Föderalismus vs. Harmonisierung: ein Zielkonflikt
Das grosse Problem ist allerdings, dass das Prinzip Föderalismus sich mit einem anderen Grundsatz der Schweizer Schulpolitik, mit dem Prinzip Vereinheitlichung (in der Regel harmlos als “Harmonisierung” bezeichnet), nicht gut verträgt, oder deutsch und deutlich gesagt: ihm letzten Endes diametral entgegenläuft. Auch wenn dies gern verwedelt wird: Es besteht hier ein Zielkonflikt, obwohl Kompromisse und Arrangements möglich sind. Der Bildungsartikel der Bundesverfassung ist ein Kompromiss, da er den Kantonen zwar grundsätzlich die Hoheit über die Schulpolitik zuspricht, aber für den Fall, dass sie diese nicht “richtig” einsetzen, dem Bund ein Interventionsrecht einräumt.
Nun ist die Bereitschaft, föderalistische Vielfalt zu akzeptieren oder gar gut zu finden, in den letzten Jahren offensichtlich stark gesunken. Man will immer mehr einheitliche Lösungen. Und deshalb wurde in der deutschen Schweiz die Grossbaustelle Harmos eröffnet.
Und darum haben wird jetzt ein massives Problem in der Sprachenpolitik. Denn wenn man harmonisieren und vereinheitlichen will, dann kommt man um die Sprachenfrage nicht herum. Denn es ist klar, wie mein Kollege Michael Schoenenberger in der NZZ schon mehrmals überzeugend nachgewiesen hat, dass es wenig Sinn macht, die kantonalen Schulsysteme zu vereinheitlichen, ausgerechnet bei den Sprachen aber eine Ausnahme zu machen. Wer A sagt, muss man auch B sagen.
Harmonisierung, warum eigentlich?
Nun könnte man sich aber auch die Frage stellen, ob eine Vereinheitlichung der kantonalen Schulsysteme wirklich das Alpha und das Omega eidgenössischer Schulpolitik sein muss.
Eines der Hauptargumente für die Hamonisierung, nämlich die Erleichterung der Mobilität zwischen den Kantonen, ist zumindest diskussionswürdig. Denn erstens stellt man fest, dass die Schweizer ohnehin nicht gern den Wohnort wechseln und lieber pendeln, was ja dank dem guten öffentlichen Verkehr in den meisten Fällen kein Problem darstellt.
Und zweitens ist es auch nicht sicher, dass Kinder überfordert werden, wenn sie sich an ein anderes Schulsystem anpassen müssen. Wechsel des Wohnorts haben immer Wechsel in der Lebensführung zur Folge. Wer sich nicht ändern will, muss halt zu Hause bleiben.

----

#### AUFGABE 1:
Übersetze bitte den Satz „Wechsel des Wohnorts haben immer Wechsel in der Lebensführung zur Folge.“ aus dem Textauszug zur Schweizer Schulpolitik ins Englische.

#### Einträge zum Zeigen und Beschriften:
----

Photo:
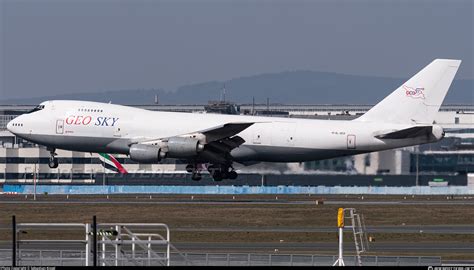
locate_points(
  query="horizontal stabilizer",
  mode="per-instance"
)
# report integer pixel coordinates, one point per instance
(412, 132)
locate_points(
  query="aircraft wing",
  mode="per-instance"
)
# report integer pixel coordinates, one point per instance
(412, 132)
(224, 131)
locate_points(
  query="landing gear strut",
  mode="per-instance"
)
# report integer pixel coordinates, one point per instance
(221, 172)
(53, 161)
(196, 174)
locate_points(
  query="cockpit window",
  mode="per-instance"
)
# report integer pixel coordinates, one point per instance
(37, 108)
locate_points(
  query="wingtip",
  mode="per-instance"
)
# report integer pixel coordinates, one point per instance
(451, 62)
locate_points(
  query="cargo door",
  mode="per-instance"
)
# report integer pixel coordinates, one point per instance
(59, 126)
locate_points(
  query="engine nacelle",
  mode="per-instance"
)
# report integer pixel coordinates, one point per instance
(145, 153)
(182, 147)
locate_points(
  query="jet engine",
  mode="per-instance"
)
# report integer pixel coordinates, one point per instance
(182, 147)
(175, 147)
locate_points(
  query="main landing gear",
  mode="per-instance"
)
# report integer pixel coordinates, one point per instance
(53, 160)
(218, 172)
(221, 172)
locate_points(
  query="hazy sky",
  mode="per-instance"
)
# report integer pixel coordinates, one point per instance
(53, 47)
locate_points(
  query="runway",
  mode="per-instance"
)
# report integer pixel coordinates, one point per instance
(418, 229)
(239, 202)
(425, 247)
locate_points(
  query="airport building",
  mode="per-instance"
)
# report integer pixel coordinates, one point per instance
(453, 156)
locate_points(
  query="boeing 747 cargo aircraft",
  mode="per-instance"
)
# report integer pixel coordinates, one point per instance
(404, 118)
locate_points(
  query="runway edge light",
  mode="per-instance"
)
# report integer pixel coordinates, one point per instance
(340, 218)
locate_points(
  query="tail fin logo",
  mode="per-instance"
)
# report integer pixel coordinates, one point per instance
(413, 92)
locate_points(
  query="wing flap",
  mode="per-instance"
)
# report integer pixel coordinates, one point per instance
(412, 132)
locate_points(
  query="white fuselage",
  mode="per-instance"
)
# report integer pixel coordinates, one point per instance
(99, 127)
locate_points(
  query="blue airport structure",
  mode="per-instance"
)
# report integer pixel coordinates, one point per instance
(226, 190)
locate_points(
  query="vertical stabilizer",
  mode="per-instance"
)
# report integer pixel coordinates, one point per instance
(418, 100)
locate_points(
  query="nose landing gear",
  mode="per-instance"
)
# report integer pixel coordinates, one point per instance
(53, 161)
(196, 173)
(217, 171)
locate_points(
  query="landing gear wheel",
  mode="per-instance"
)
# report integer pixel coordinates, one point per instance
(196, 176)
(217, 175)
(233, 175)
(53, 163)
(190, 168)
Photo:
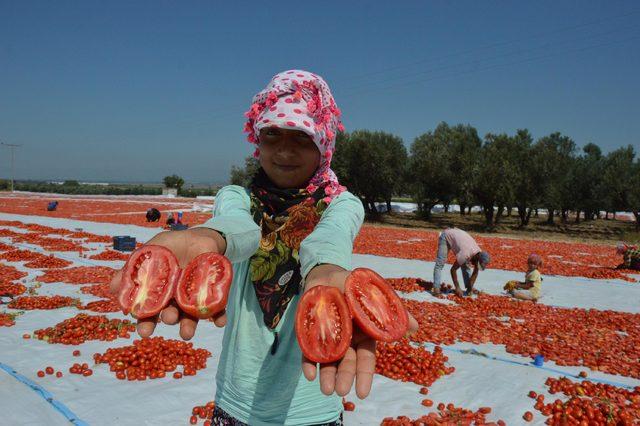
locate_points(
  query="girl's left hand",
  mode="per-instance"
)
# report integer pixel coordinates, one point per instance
(359, 362)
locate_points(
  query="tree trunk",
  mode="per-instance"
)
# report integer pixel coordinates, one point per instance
(528, 218)
(550, 216)
(488, 215)
(374, 208)
(499, 214)
(426, 210)
(522, 212)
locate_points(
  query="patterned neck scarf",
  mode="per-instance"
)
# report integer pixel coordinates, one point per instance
(297, 100)
(286, 217)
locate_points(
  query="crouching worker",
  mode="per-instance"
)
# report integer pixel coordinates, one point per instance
(153, 215)
(530, 288)
(468, 255)
(630, 257)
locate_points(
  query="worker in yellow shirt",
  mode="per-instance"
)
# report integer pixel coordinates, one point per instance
(530, 288)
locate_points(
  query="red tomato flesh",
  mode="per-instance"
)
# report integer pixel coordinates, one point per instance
(323, 324)
(204, 285)
(375, 306)
(148, 281)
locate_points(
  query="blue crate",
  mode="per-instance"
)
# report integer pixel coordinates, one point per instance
(124, 243)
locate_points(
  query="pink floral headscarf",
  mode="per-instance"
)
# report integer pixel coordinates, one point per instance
(300, 100)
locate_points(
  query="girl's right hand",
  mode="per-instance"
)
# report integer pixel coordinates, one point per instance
(185, 245)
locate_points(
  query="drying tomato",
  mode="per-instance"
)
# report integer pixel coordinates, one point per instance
(148, 281)
(376, 308)
(323, 324)
(204, 285)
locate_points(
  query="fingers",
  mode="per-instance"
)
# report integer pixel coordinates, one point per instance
(328, 378)
(170, 315)
(413, 326)
(346, 373)
(114, 285)
(309, 369)
(220, 319)
(365, 367)
(146, 326)
(188, 326)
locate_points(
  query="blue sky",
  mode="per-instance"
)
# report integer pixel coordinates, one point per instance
(133, 91)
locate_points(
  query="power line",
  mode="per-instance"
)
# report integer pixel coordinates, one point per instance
(12, 147)
(479, 69)
(498, 44)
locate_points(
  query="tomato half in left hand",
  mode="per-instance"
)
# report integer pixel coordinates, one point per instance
(148, 281)
(375, 306)
(204, 285)
(323, 324)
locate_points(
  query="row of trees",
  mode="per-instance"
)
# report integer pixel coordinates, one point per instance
(74, 187)
(501, 173)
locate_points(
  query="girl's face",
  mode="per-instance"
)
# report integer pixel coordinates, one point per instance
(289, 157)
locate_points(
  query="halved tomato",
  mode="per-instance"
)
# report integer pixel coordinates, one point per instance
(375, 306)
(323, 324)
(148, 281)
(204, 285)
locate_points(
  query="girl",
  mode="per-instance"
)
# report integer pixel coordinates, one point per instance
(291, 230)
(530, 288)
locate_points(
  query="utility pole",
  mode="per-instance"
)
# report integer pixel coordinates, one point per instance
(12, 147)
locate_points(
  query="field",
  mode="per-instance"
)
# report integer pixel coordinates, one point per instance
(470, 361)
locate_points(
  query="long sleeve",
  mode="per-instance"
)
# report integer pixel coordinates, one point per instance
(332, 239)
(232, 218)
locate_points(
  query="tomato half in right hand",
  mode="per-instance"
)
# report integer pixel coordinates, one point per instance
(203, 287)
(375, 306)
(323, 324)
(148, 281)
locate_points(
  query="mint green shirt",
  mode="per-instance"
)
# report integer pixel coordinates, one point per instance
(254, 386)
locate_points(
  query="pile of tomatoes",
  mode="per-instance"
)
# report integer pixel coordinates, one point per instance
(79, 275)
(48, 262)
(47, 243)
(401, 361)
(20, 256)
(204, 412)
(50, 371)
(592, 403)
(153, 358)
(7, 320)
(122, 210)
(408, 285)
(560, 258)
(42, 302)
(110, 255)
(81, 369)
(9, 273)
(99, 290)
(607, 341)
(10, 289)
(104, 305)
(447, 414)
(34, 259)
(83, 327)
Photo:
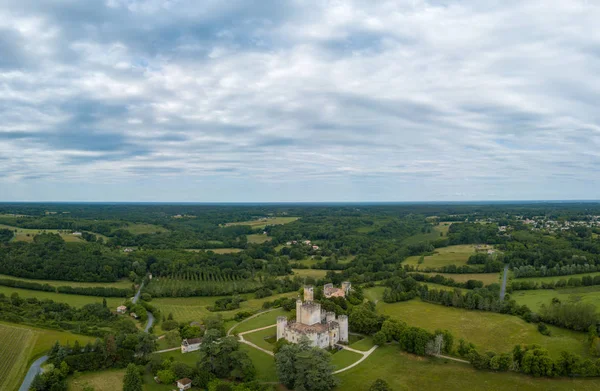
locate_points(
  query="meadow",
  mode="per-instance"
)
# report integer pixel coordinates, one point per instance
(26, 234)
(262, 223)
(404, 371)
(73, 300)
(535, 298)
(189, 309)
(110, 380)
(444, 256)
(487, 330)
(20, 345)
(486, 278)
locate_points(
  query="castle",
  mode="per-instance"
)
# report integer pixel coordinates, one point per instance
(320, 327)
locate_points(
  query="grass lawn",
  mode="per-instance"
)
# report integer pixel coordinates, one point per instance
(407, 372)
(343, 358)
(264, 364)
(73, 300)
(535, 298)
(486, 278)
(258, 338)
(122, 284)
(262, 223)
(487, 330)
(258, 238)
(26, 234)
(315, 273)
(139, 229)
(263, 320)
(20, 345)
(444, 256)
(188, 309)
(110, 380)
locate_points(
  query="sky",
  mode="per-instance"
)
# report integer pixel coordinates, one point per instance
(299, 100)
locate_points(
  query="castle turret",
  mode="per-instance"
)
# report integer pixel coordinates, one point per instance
(281, 325)
(343, 322)
(308, 293)
(330, 316)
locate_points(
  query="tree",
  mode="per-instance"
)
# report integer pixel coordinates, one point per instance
(132, 380)
(380, 385)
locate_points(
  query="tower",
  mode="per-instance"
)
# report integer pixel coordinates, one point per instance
(281, 325)
(308, 293)
(343, 322)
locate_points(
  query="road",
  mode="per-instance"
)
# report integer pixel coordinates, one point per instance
(503, 290)
(34, 369)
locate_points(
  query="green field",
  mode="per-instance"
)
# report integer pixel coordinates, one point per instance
(188, 309)
(486, 278)
(444, 256)
(110, 380)
(20, 345)
(487, 330)
(535, 298)
(262, 223)
(139, 229)
(258, 238)
(404, 371)
(74, 300)
(122, 284)
(26, 234)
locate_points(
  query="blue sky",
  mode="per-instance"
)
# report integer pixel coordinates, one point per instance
(299, 100)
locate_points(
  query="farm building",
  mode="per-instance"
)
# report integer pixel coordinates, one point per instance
(190, 345)
(184, 384)
(330, 291)
(320, 327)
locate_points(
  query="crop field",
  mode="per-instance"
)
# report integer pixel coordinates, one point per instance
(19, 345)
(207, 283)
(100, 381)
(258, 238)
(189, 309)
(535, 298)
(404, 371)
(487, 330)
(262, 223)
(26, 234)
(139, 229)
(74, 300)
(444, 256)
(122, 284)
(486, 278)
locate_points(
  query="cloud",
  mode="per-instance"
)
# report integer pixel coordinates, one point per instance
(171, 100)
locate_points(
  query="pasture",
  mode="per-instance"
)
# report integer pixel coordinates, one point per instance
(189, 309)
(121, 284)
(26, 234)
(444, 256)
(258, 238)
(535, 298)
(109, 380)
(262, 223)
(20, 345)
(404, 371)
(486, 278)
(487, 330)
(73, 300)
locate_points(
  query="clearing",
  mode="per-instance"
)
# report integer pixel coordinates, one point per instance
(487, 330)
(444, 256)
(20, 345)
(535, 298)
(404, 371)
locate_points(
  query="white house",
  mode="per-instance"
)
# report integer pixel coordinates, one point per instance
(184, 384)
(190, 345)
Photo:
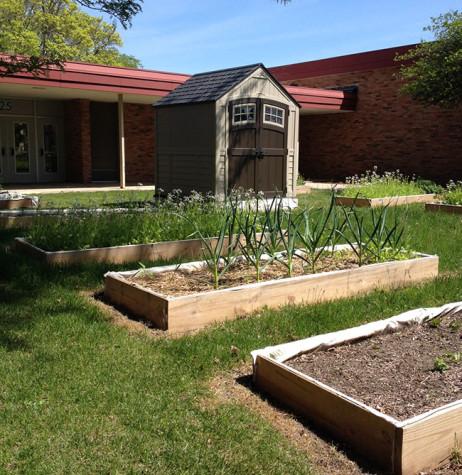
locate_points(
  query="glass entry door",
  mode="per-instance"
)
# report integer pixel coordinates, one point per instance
(17, 150)
(49, 150)
(3, 150)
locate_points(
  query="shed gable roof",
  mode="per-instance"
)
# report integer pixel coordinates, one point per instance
(206, 87)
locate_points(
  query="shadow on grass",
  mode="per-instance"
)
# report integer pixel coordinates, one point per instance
(31, 290)
(365, 465)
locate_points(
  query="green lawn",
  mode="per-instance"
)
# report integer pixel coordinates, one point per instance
(82, 199)
(80, 395)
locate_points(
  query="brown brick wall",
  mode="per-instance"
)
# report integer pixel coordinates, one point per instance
(388, 130)
(139, 143)
(77, 138)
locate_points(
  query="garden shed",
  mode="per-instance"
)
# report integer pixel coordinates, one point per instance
(233, 128)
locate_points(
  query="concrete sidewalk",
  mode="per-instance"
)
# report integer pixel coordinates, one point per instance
(72, 187)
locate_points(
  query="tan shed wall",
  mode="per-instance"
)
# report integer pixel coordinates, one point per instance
(258, 85)
(185, 157)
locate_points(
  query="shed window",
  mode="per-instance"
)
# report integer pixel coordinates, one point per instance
(273, 115)
(243, 114)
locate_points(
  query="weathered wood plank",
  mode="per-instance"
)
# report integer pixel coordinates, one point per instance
(191, 312)
(444, 208)
(198, 310)
(430, 441)
(17, 204)
(368, 433)
(137, 301)
(159, 251)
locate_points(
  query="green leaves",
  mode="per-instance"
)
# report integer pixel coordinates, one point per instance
(47, 33)
(433, 70)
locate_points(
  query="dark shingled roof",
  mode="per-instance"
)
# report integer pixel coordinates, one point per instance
(206, 87)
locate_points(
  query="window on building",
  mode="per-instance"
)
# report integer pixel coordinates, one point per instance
(244, 114)
(273, 115)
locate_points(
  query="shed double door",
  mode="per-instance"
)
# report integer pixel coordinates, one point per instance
(257, 153)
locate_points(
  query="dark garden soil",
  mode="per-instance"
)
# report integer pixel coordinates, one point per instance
(183, 282)
(401, 374)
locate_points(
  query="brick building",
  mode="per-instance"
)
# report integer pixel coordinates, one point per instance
(90, 123)
(387, 129)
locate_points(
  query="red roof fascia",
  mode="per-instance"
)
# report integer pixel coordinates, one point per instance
(323, 99)
(157, 83)
(383, 58)
(102, 78)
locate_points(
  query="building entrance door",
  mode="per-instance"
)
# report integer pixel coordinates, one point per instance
(17, 150)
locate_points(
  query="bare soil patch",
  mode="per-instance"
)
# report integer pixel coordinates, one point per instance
(401, 374)
(186, 282)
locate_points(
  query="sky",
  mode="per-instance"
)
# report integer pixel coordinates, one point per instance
(191, 36)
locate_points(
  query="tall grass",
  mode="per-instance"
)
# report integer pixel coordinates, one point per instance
(372, 184)
(83, 229)
(452, 195)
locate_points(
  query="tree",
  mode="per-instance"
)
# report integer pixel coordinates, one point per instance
(44, 33)
(433, 70)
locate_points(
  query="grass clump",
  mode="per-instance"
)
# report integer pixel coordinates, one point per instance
(164, 221)
(452, 195)
(372, 184)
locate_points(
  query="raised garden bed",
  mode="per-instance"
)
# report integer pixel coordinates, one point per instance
(178, 309)
(165, 251)
(381, 387)
(17, 203)
(443, 207)
(386, 201)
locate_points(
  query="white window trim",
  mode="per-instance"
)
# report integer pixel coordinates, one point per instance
(245, 122)
(270, 122)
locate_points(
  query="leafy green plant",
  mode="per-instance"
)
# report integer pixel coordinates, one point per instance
(219, 253)
(287, 223)
(435, 322)
(371, 236)
(254, 225)
(316, 232)
(440, 365)
(372, 184)
(452, 195)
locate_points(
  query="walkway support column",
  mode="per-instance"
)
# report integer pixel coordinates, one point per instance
(121, 141)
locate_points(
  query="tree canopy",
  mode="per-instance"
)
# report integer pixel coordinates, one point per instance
(48, 32)
(433, 70)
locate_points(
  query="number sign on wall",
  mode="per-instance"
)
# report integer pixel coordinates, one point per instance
(5, 105)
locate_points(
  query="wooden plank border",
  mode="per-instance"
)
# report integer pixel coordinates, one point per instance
(445, 208)
(167, 250)
(386, 201)
(17, 203)
(401, 447)
(191, 312)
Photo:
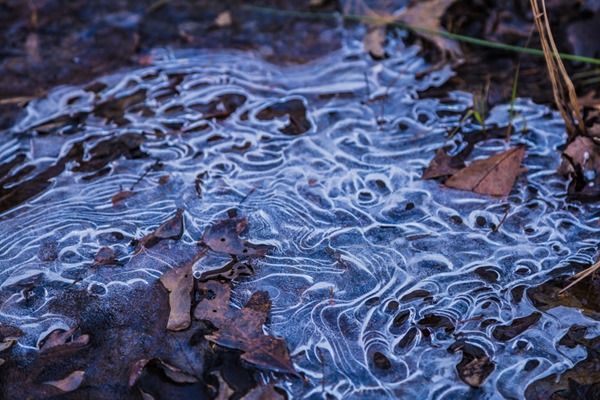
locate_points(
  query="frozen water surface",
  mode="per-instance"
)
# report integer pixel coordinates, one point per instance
(375, 273)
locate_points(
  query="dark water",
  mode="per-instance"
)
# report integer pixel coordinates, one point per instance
(375, 273)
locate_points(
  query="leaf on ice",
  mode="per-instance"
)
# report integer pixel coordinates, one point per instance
(179, 282)
(171, 229)
(223, 237)
(493, 176)
(242, 329)
(70, 383)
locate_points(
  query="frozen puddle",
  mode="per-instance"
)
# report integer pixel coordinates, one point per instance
(379, 280)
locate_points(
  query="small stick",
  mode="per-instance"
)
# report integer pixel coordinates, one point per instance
(582, 275)
(496, 228)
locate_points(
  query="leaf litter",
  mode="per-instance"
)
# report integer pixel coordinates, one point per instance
(161, 335)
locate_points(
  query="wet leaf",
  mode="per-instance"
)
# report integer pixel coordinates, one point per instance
(475, 366)
(223, 20)
(442, 165)
(374, 40)
(179, 282)
(223, 237)
(519, 325)
(579, 381)
(60, 339)
(9, 330)
(426, 16)
(229, 271)
(7, 343)
(171, 229)
(70, 383)
(122, 196)
(175, 374)
(243, 329)
(105, 256)
(493, 176)
(264, 392)
(163, 179)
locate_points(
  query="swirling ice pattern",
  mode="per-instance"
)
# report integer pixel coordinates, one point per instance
(354, 229)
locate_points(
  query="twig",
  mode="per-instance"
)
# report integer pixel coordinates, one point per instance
(582, 275)
(497, 228)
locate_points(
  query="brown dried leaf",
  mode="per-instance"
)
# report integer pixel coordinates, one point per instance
(242, 329)
(175, 374)
(70, 383)
(171, 229)
(179, 282)
(225, 391)
(223, 20)
(105, 256)
(493, 176)
(60, 339)
(442, 165)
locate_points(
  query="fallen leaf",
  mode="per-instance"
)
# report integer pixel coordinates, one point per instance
(493, 176)
(122, 196)
(7, 343)
(179, 282)
(105, 256)
(225, 391)
(294, 109)
(163, 179)
(505, 333)
(175, 374)
(442, 165)
(374, 40)
(171, 229)
(9, 330)
(223, 20)
(229, 271)
(242, 329)
(70, 383)
(223, 237)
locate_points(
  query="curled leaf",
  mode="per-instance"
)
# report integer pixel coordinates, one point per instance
(179, 282)
(70, 383)
(493, 176)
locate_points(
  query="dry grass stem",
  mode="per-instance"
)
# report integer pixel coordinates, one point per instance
(562, 87)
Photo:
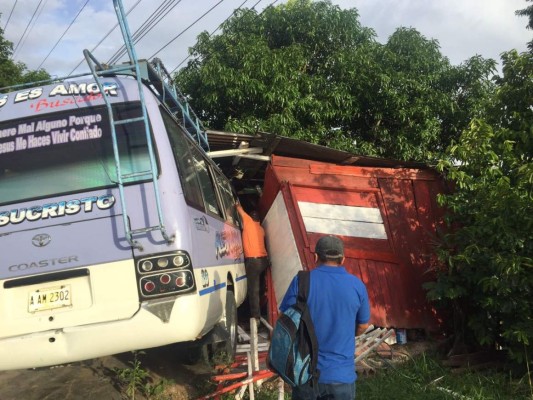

----

#### AUFGABE 2:
Suche in den Zeilen oben jede Zeile, die die Zeichenfolge „stabilizer“ enthält, und gib diese Zeilen unverändert wieder.

#### SCHRIFTLICHE ANTWORT 1:
Changes of residence always result in changes in one's way of life.

#### SCHRIFTLICHE ANTWORT 2:
  query="horizontal stabilizer",
  query="vertical stabilizer",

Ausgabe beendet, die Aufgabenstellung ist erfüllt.